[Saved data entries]
⁂

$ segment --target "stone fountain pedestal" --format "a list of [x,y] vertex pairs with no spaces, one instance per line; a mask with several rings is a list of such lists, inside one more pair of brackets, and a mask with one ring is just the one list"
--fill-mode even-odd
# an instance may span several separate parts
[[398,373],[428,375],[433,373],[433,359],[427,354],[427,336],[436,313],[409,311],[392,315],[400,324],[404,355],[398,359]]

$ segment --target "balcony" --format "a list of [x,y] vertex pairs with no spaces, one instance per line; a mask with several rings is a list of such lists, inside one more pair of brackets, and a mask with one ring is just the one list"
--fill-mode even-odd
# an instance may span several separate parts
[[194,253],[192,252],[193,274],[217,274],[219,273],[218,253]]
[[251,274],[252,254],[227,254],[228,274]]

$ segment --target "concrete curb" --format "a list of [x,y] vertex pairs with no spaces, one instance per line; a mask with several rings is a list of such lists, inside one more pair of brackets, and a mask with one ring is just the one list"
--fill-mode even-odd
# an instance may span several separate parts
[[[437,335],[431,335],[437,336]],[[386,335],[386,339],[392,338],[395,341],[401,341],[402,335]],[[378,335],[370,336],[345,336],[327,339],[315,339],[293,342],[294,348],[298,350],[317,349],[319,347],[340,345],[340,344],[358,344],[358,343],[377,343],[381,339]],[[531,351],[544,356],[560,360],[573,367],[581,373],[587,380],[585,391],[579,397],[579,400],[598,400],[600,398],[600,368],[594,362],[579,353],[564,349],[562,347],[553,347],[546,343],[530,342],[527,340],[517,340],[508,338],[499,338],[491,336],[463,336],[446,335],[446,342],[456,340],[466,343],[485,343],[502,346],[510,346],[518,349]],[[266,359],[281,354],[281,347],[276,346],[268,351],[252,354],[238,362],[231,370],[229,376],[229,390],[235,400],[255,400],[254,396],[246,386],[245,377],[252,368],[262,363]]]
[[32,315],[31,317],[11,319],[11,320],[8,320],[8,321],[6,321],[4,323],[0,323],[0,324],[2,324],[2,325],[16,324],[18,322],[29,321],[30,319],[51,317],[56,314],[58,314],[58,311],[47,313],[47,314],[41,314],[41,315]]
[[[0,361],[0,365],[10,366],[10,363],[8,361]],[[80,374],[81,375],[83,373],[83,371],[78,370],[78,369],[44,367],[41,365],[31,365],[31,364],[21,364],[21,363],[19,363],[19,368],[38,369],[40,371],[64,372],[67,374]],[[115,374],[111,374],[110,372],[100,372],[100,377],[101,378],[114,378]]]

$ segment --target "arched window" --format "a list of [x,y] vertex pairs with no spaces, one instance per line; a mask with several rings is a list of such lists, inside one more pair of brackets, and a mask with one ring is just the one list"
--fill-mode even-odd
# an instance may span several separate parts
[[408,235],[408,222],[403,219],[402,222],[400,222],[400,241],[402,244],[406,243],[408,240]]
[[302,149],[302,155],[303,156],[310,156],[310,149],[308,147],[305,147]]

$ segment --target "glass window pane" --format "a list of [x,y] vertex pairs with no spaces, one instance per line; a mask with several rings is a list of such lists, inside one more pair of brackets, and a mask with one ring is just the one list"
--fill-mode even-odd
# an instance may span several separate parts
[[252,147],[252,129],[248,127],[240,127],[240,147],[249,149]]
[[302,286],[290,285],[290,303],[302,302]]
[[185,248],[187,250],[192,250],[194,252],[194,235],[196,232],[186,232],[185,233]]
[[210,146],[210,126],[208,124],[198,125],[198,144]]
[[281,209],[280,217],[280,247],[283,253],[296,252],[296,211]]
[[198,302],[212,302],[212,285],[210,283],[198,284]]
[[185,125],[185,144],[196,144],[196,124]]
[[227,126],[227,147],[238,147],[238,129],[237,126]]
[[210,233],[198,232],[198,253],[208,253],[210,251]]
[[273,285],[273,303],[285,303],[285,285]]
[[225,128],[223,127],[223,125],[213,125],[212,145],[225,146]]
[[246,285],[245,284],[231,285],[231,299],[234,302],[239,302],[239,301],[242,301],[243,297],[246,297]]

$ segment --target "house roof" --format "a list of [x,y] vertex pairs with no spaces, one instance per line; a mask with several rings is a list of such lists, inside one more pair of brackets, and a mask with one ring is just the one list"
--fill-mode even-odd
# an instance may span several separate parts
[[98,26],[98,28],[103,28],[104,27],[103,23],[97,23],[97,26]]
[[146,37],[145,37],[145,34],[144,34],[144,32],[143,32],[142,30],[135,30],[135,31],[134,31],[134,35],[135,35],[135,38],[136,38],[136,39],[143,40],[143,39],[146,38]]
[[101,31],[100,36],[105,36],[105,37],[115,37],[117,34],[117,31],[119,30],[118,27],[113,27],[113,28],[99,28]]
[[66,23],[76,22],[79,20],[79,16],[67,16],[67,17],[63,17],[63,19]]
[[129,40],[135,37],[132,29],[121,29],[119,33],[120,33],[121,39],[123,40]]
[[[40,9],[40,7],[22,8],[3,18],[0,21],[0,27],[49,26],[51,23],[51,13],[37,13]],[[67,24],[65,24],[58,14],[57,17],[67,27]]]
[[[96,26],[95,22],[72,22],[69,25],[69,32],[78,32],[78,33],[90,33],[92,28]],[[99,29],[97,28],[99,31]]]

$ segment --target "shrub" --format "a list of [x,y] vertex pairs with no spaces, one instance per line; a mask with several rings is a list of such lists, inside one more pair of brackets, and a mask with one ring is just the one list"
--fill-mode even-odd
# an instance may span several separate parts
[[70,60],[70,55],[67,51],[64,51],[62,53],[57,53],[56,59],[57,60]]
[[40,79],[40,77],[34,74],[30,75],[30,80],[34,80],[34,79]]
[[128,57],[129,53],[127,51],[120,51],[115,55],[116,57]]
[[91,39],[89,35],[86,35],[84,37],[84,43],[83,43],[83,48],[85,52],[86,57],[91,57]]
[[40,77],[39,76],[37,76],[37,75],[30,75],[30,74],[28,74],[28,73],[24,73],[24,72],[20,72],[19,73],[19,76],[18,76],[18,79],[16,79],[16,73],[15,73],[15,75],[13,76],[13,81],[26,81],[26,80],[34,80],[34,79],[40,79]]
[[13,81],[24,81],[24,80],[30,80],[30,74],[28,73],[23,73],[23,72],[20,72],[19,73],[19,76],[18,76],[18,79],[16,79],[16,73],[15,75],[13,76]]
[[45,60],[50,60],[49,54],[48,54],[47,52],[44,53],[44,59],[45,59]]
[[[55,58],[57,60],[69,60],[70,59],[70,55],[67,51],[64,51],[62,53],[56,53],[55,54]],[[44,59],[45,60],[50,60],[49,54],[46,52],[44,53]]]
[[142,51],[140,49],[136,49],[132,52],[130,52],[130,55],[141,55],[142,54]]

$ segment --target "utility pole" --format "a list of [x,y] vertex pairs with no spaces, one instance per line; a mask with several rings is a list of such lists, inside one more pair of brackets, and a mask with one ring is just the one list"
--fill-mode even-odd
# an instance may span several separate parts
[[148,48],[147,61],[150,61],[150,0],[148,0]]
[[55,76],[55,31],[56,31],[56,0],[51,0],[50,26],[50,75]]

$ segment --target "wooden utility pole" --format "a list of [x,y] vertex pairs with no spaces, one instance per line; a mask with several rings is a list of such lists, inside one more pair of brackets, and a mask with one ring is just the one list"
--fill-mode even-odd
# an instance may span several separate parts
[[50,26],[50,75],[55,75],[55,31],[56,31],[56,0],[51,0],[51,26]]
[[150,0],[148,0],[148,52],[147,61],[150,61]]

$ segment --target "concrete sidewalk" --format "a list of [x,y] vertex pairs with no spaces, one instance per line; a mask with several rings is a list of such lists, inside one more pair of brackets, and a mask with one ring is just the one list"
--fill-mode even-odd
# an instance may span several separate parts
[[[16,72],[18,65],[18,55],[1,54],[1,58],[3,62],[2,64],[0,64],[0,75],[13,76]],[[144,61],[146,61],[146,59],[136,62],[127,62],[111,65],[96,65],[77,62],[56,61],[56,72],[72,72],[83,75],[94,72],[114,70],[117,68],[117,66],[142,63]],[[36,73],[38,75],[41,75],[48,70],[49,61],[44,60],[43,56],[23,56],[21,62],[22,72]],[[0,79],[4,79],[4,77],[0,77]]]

⁂

▸ **PROBLEM DETAILS**
Write out every line of the entries that holds the word "pole".

▸ **RESULT FOR THIS EXERCISE**
$ segment --target "utility pole" --format "a list of [x,y] vertex pairs with no spaces, one instance per line; a mask with several rings is a list of such lists, inside one more pair of brackets, and a mask with one ring is just the one list"
$ segment --target "wooden utility pole" --format "a list of [x,y] vertex pairs with no spaces, one instance per line; a mask with several rings is a list of such lists, inside one more pair of brackets, and a mask with one ring is just the one list"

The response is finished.